• _TASK TO CARRY OUT_:
Please count the lines in the listing below that contain the string "bread", matching case exactly. Reply with the number alone.

• _Dataset items_:
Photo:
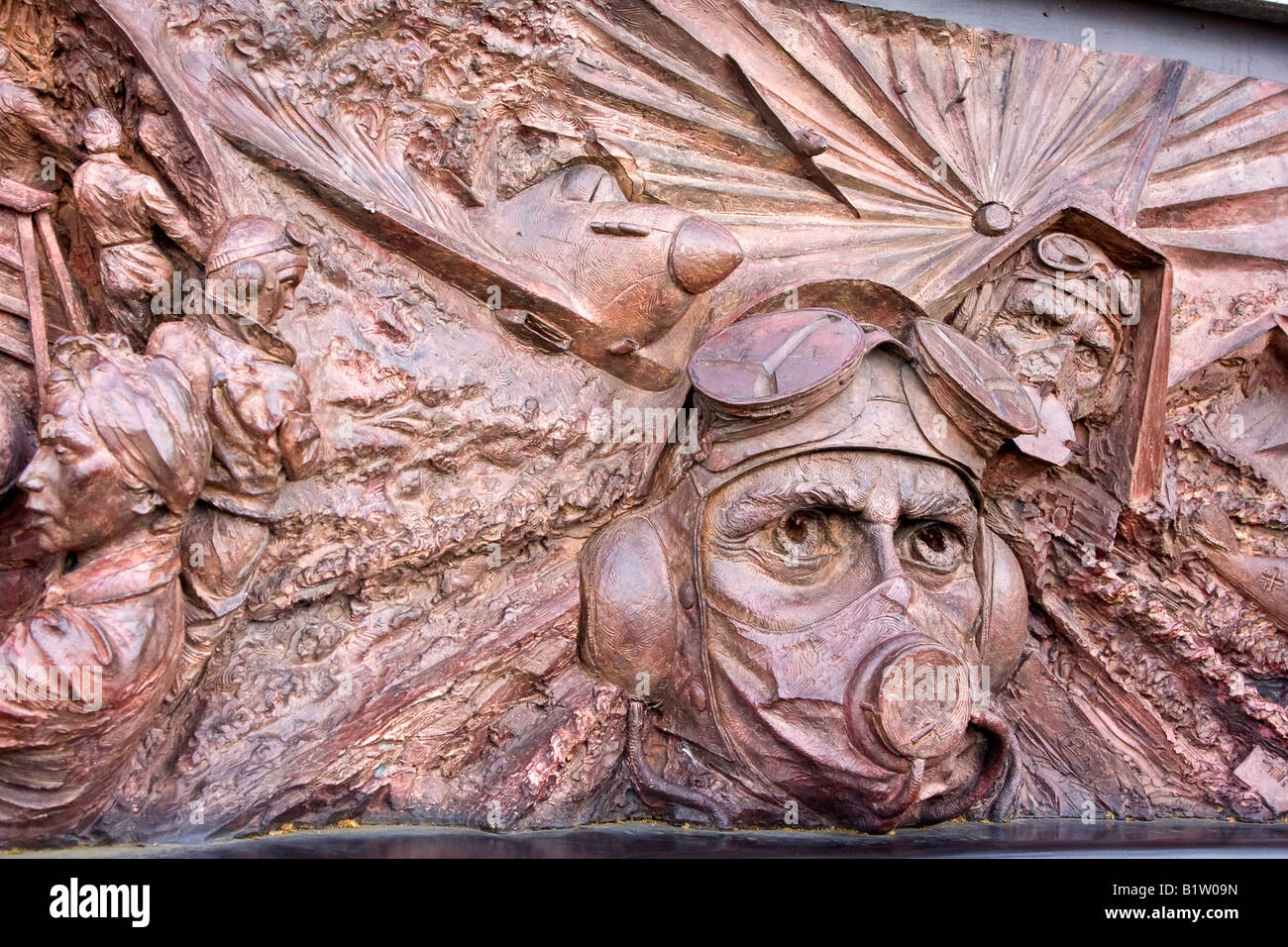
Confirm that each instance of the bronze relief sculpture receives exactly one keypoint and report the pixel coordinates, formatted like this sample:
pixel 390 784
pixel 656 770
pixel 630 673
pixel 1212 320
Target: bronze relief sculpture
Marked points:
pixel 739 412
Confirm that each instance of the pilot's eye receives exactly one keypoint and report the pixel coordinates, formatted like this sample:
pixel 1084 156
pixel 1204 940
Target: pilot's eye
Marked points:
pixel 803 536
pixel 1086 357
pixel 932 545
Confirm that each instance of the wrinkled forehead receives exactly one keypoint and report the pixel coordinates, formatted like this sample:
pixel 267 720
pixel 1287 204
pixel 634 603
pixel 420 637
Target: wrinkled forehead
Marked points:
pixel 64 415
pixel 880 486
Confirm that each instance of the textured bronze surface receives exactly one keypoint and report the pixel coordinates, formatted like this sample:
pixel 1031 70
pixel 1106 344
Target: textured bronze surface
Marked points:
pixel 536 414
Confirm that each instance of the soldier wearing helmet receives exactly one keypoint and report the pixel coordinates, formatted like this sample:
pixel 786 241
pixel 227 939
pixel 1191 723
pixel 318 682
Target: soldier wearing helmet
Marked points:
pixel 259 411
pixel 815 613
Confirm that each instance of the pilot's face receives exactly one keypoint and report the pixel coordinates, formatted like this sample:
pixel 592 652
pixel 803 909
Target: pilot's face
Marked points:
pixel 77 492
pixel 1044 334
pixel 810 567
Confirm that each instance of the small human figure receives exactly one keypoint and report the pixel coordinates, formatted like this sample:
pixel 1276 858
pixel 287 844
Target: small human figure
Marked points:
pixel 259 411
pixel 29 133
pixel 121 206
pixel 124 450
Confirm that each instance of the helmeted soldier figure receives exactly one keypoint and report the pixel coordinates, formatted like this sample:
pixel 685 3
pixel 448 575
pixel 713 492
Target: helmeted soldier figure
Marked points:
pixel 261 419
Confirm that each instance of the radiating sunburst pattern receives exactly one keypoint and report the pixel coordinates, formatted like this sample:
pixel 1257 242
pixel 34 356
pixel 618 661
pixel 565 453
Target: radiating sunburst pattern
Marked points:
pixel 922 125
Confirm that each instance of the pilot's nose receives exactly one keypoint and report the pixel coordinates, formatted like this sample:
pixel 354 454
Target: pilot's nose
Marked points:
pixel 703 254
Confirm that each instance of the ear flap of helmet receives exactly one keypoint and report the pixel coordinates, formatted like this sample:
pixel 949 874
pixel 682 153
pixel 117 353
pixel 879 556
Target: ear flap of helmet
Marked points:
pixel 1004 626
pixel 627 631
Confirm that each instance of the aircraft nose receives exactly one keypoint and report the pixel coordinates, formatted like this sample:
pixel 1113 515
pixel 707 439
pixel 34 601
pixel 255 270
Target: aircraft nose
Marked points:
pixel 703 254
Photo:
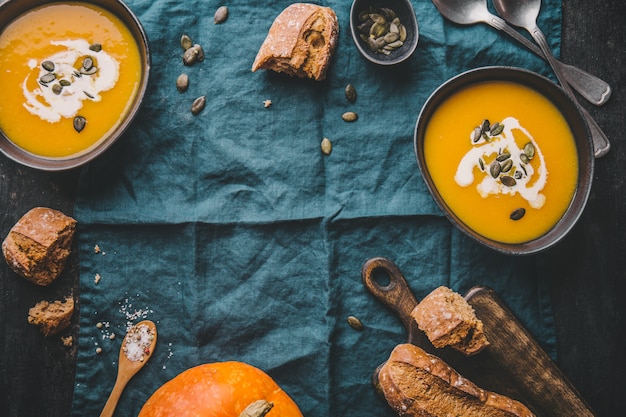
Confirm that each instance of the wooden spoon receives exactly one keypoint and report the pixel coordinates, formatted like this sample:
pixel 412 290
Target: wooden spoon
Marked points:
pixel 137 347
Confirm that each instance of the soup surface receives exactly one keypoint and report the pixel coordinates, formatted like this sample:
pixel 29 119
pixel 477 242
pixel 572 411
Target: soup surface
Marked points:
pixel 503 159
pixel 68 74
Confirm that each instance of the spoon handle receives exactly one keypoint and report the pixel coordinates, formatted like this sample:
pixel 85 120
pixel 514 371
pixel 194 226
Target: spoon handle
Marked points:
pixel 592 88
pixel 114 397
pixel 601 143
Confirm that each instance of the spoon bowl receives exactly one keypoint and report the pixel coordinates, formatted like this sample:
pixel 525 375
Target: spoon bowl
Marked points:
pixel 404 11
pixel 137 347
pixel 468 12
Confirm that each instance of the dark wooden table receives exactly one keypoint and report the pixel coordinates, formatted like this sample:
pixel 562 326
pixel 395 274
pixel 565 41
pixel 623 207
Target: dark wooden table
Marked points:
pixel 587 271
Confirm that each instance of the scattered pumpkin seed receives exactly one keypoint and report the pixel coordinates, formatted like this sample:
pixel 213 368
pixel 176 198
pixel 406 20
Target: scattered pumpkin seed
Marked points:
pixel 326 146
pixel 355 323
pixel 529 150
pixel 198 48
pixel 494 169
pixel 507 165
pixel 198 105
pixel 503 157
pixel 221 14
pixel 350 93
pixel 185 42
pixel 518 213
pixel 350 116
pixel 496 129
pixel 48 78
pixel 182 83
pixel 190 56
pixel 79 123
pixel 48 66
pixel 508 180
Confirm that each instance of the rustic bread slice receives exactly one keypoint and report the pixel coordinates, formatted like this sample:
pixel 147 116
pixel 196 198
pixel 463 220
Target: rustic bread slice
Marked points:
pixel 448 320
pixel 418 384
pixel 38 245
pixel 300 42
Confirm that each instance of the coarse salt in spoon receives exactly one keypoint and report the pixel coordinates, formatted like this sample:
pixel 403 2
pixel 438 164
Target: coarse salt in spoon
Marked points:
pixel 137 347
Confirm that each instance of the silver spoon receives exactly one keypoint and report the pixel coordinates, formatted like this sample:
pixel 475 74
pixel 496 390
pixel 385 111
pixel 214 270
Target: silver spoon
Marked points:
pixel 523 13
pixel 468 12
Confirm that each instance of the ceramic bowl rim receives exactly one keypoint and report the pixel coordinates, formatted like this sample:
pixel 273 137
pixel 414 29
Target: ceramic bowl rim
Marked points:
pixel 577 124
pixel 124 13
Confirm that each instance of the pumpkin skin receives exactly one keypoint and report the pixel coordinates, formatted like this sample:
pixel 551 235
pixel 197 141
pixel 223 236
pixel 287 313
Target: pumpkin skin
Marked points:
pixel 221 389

---

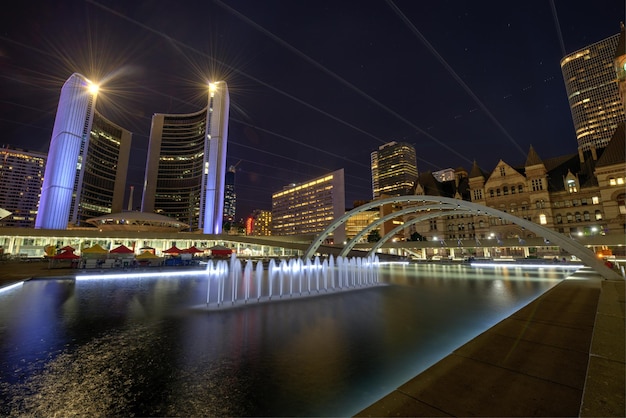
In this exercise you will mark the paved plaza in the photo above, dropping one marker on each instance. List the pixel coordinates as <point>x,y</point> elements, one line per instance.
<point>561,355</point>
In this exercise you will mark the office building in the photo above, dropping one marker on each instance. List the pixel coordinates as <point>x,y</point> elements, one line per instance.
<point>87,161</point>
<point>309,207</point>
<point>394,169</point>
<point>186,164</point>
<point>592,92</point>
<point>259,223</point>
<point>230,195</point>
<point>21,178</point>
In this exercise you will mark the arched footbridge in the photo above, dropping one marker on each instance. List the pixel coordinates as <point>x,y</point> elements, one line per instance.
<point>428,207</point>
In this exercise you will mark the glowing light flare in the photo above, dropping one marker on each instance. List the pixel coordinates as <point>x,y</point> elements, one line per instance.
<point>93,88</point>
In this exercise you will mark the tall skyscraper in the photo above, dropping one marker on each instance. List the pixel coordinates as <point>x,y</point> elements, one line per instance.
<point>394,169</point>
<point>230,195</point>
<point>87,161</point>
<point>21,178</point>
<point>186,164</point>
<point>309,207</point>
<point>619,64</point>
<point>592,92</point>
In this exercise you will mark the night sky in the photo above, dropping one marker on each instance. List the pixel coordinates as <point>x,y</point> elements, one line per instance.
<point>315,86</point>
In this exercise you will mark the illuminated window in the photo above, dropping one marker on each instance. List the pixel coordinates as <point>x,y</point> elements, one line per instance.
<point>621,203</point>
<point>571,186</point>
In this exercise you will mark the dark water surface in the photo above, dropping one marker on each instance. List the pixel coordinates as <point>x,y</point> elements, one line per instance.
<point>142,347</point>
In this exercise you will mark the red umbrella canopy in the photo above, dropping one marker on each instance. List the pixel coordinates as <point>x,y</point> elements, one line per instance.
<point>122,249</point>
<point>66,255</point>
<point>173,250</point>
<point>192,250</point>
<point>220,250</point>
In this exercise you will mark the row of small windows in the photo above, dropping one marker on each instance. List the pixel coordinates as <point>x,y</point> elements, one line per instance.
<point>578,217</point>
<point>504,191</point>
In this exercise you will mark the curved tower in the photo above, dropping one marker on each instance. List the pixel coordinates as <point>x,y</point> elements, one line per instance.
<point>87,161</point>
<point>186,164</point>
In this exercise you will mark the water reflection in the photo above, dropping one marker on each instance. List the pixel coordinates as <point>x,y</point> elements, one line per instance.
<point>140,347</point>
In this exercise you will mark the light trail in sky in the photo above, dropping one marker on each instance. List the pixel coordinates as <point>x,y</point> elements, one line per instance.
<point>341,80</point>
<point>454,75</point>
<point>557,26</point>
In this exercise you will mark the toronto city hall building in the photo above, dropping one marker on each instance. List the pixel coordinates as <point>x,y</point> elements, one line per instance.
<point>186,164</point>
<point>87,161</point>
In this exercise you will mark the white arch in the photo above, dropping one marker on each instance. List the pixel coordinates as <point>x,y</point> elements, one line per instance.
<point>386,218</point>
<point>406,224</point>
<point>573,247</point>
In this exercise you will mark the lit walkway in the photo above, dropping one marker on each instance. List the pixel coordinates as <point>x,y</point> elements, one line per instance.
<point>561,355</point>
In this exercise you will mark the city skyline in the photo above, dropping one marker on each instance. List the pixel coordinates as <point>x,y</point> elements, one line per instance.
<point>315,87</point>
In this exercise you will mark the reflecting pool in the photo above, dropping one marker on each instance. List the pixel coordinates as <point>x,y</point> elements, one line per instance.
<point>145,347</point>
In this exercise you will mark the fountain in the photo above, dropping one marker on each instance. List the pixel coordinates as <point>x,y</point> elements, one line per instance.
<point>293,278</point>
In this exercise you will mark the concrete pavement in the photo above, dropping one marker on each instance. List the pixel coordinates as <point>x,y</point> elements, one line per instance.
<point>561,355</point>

• _ANSWER IN FULL_:
2